* [Your objective]
The answer is the data below, repeated exactly, with no pictures included.

'''

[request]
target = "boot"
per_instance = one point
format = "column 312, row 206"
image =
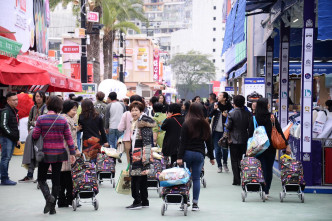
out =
column 47, row 195
column 55, row 193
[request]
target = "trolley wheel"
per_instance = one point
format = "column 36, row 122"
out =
column 243, row 195
column 96, row 204
column 263, row 196
column 185, row 209
column 204, row 182
column 281, row 197
column 74, row 204
column 163, row 208
column 302, row 197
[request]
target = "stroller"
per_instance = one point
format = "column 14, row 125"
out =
column 291, row 178
column 85, row 183
column 105, row 168
column 252, row 177
column 176, row 195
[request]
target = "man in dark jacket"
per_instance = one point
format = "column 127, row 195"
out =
column 219, row 112
column 172, row 125
column 9, row 136
column 237, row 125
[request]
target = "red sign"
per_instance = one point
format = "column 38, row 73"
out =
column 70, row 49
column 75, row 71
column 93, row 16
column 90, row 73
column 156, row 64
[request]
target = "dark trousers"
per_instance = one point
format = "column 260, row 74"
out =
column 139, row 189
column 237, row 151
column 267, row 160
column 66, row 188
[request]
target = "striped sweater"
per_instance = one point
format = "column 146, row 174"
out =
column 54, row 148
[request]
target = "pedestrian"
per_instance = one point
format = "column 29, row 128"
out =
column 159, row 117
column 114, row 112
column 69, row 111
column 99, row 105
column 237, row 126
column 263, row 118
column 142, row 138
column 172, row 127
column 195, row 137
column 125, row 126
column 92, row 126
column 9, row 135
column 161, row 99
column 56, row 129
column 39, row 98
column 219, row 115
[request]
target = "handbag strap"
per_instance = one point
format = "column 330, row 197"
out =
column 51, row 125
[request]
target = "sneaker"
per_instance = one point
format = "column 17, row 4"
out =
column 226, row 168
column 26, row 179
column 8, row 182
column 134, row 206
column 195, row 207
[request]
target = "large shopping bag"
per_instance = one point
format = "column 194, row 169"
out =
column 174, row 176
column 259, row 142
column 124, row 183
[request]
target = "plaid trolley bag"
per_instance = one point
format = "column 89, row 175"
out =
column 252, row 177
column 292, row 179
column 105, row 168
column 85, row 183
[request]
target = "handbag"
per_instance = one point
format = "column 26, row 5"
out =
column 39, row 144
column 259, row 142
column 277, row 140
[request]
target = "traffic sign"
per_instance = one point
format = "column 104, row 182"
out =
column 70, row 49
column 93, row 16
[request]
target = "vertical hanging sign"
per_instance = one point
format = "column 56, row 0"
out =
column 269, row 71
column 283, row 74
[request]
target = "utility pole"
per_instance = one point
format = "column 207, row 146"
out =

'''

* [Written response]
[request]
target = "boot"
per_instance = one point
format = "column 312, row 206"
image =
out =
column 47, row 195
column 55, row 193
[request]
target = "trolley wheel"
per_instance = one point
format = "column 36, row 122"
out =
column 243, row 195
column 96, row 204
column 263, row 196
column 185, row 209
column 204, row 182
column 281, row 197
column 74, row 204
column 163, row 208
column 302, row 197
[request]
target = "stroller"
per_instance = one point
format = "column 14, row 125"
out =
column 291, row 178
column 85, row 183
column 105, row 168
column 252, row 177
column 176, row 195
[request]
target = "man in dark jacket"
per_instance = one point
format = "column 127, row 195"
out =
column 219, row 112
column 172, row 125
column 9, row 136
column 237, row 125
[request]
target = "red sign"
per_instance = one point
format = "column 38, row 73"
out =
column 70, row 49
column 75, row 71
column 93, row 16
column 90, row 73
column 156, row 64
[request]
target = "dark trousers"
per_instance = one point
format = "column 260, row 74"
out =
column 139, row 189
column 237, row 151
column 267, row 160
column 66, row 188
[request]
target = "striped sweater"
per_instance = one point
format = "column 146, row 174"
out =
column 54, row 148
[request]
target = "pedestrian"
per_instance = one point
format = "column 29, row 128"
out =
column 159, row 117
column 114, row 112
column 69, row 111
column 99, row 105
column 237, row 126
column 263, row 118
column 142, row 138
column 172, row 127
column 195, row 137
column 125, row 126
column 92, row 126
column 9, row 135
column 161, row 99
column 56, row 129
column 39, row 98
column 219, row 115
[request]
target = "handbag strap"
per_instance = one point
format = "column 330, row 197"
out =
column 51, row 125
[request]
target = "sneaker"
per_instance = one point
format = "column 17, row 4"
out =
column 226, row 168
column 26, row 179
column 8, row 182
column 134, row 206
column 195, row 207
[request]
target = "large shopping bag"
per_instance = one point
format = "column 194, row 169"
out =
column 174, row 176
column 259, row 142
column 124, row 183
[request]
target = "plaid trolley bag"
per_instance = one point
format = "column 89, row 175"
out =
column 252, row 177
column 292, row 179
column 105, row 168
column 85, row 183
[request]
target = "handbag"
per_instance = one point
format = "column 26, row 5"
out =
column 39, row 144
column 259, row 142
column 277, row 140
[request]
target = "traffic sign"
per_instance = one point
format = "column 104, row 182"
out =
column 70, row 49
column 93, row 16
[request]
target = "vertical hanging sign"
per_instance = one point
format = "column 56, row 0"
out =
column 269, row 71
column 283, row 74
[request]
target = "utility pole"
per_instance = one point
format = "column 207, row 146"
out =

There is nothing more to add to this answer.